Why a transparent proxy

Three reasons aistack does not transform TTS requests/responses:

OpenAI’s contract is the contract. Clients written for OpenAI’s TTS endpoint work unchanged against aistack. Adding business logic in the middle would require keeping it in sync with OpenAI’s evolving spec — drift surface for no value.
The upstream owns the model. Qwen3-TTS extension fields (voice cloning, voice design, batched synthesis) are the upstream’s domain. aistack passes them through so consumers reach the full feature set.
Audio is bytes, not JSON. Transcoding (WAV → MP3, sample-rate conversion) at the gateway would burn CPU and add latency for every request. Clients that need a different format transcode client-side with ffmpeg.

Output format

Output is whatever vLLM-Omni emits — at the time of writing, 24 kHz mono 16-bit PCM WAV regardless of the response_format hint in the request. The vLLM-Omni server may add MP3/Opus/FLAC encoding in a future release; aistack will pass that through without code changes.

If you need a specific format today, transcode client-side:

ffmpeg -i out.wav -codec:a libmp3lame out.mp3

Pass-through endpoint surface

The full Qwen3-TTS extended surface is reachable through aistack under /v1/audio/*:

POST /v1/audio/speech — synthesis (custom voice / cloned voice / designed voice)
POST /v1/audio/speech/stream — streaming synthesis (chunks audio as it generates)
POST /v1/audio/speech/batch — batched synthesis
GET /v1/audio/voices — list available voices
POST /v1/audio/voices — register a new voice
DELETE /v1/audio/voices/{name} — remove a registered voice

aistack proxies all of these verbatim. Their schemas are owned by vLLM-Omni’s Qwen3-TTS docs; aistack does not redocument them. Future aistack versions may add value-added behaviour (telemetry, voice-list aggregation across multi-backend deployments) without changing the over-the-wire format.

The /v1/models entry for TTS advertises supports_streaming: true because of the /v1/audio/speech/stream pass-through path; the streaming wire format is whatever vLLM-Omni emits there (chunked audio bytes), not the transcript.text.delta SSE shape used by ASR.

Cold start

The first request to a freshly started Docker container triggers torch.compile + CUDA Graph capture inside vLLM-Omni — this takes ~60 to ~150 seconds depending on the request and machine state. The proxy timeout is set to 600 seconds to absorb the worst case; clients should display “warming up” rather than treating long latency as a hang.

After warmup, steady-state latency on RTX 4060 Laptop is typically RTF 0.7–1.1 (a few hundred milliseconds for a short utterance).

Concurrency

aistack does apply the single global GPU slot to TTS requests: the Qwen3-TTS container shares the physical GPU with in-process ASR and the LLM proxy, and the slot represents “GPU is doing inference” regardless of which process owns the kernels. Concurrent requests across capabilities get HTTP 503 with Retry-After.

vLLM-Omni handles its own request queueing inside the Docker container. aistack does not implement a queue at the gateway layer — if you want a queue, build it client-side around the busy signal.

Recovery from container down

The most common failure mode is “Docker container is not running”:

HTTP/1.1 503 Service Unavailable
Content-Type: application/json

{
  "error": {
    "kind": "network",
    "provider": "aistack",
    "message": "Qwen3-TTS container is not reachable. Start it with: docker compose -f docker/tts_qwen3/docker-compose.yml up -d"
  }
}

The error message includes the recovery command. Containers that crash mid-cold-start can wedge in a state where requests time out at the proxy’s 600 s read timeout — restart the container in that case.

Stability

The OpenAI-compatible field layer (input, voice, response_format, model) is stable within /v1. The Qwen3-TTS extension fields (task_type, language, ref_audio, …) are the upstream’s contract and are documented authoritatively in the vLLM-Omni Qwen3-TTS repo.

The pass-through endpoint paths (/v1/audio/speech/stream, /voices, …) follow vLLM-Omni’s contract; if a future TTS backend exposes a different surface, aistack will document the mapping in a separate migration note rather than silently rewrite the contract.

SUPPLIED DATA.
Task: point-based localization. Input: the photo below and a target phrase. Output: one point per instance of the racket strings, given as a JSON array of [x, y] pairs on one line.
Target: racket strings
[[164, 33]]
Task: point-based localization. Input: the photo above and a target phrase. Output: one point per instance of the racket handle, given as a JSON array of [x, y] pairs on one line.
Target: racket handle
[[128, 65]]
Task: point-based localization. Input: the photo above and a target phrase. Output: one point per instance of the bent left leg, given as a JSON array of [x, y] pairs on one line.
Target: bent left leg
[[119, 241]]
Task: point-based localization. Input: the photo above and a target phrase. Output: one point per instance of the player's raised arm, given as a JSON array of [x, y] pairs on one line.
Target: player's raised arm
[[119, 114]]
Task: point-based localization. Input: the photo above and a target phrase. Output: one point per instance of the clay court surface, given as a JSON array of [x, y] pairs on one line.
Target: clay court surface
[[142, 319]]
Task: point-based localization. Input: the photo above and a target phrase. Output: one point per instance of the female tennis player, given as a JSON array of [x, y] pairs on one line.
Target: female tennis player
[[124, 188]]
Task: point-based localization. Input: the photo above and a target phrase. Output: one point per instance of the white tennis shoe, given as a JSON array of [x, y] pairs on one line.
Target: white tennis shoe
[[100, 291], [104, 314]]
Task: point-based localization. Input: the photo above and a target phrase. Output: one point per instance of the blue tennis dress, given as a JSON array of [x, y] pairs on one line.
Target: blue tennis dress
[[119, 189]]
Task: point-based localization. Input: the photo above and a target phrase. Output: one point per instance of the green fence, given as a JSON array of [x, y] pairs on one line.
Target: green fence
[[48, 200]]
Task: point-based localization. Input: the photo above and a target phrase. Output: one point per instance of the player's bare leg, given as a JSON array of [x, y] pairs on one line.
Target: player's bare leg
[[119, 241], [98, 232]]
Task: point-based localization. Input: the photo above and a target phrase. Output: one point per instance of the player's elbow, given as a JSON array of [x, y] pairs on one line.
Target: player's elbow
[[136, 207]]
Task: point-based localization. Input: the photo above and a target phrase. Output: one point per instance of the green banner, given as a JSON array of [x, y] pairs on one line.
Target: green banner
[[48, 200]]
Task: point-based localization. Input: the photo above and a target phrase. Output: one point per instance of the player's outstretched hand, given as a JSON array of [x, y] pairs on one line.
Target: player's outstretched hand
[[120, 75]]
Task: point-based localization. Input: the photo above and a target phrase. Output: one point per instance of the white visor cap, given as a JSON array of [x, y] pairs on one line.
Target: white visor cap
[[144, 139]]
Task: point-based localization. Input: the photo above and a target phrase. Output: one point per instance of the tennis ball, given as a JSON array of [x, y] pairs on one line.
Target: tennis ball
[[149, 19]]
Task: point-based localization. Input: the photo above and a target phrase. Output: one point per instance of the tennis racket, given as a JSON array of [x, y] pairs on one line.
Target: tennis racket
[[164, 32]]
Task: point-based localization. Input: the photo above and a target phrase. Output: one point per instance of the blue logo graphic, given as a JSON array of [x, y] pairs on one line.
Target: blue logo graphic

TASK PROMPT. Please copy word for word the part of the aistack TTS proxy text that begins with the words "Concurrency" and ends with "the busy signal.". Work only from the text on the aistack TTS proxy, not from the records.

EXERCISE RESPONSE.
Concurrency

aistack does apply the single global GPU slot to TTS requests: the Qwen3-TTS container shares the physical GPU with in-process ASR and the LLM proxy, and the slot represents “GPU is doing inference” regardless of which process owns the kernels. Concurrent requests across capabilities get HTTP 503 with Retry-After.

vLLM-Omni handles its own request queueing inside the Docker container. aistack does not implement a queue at the gateway layer — if you want a queue, build it client-side around the busy signal.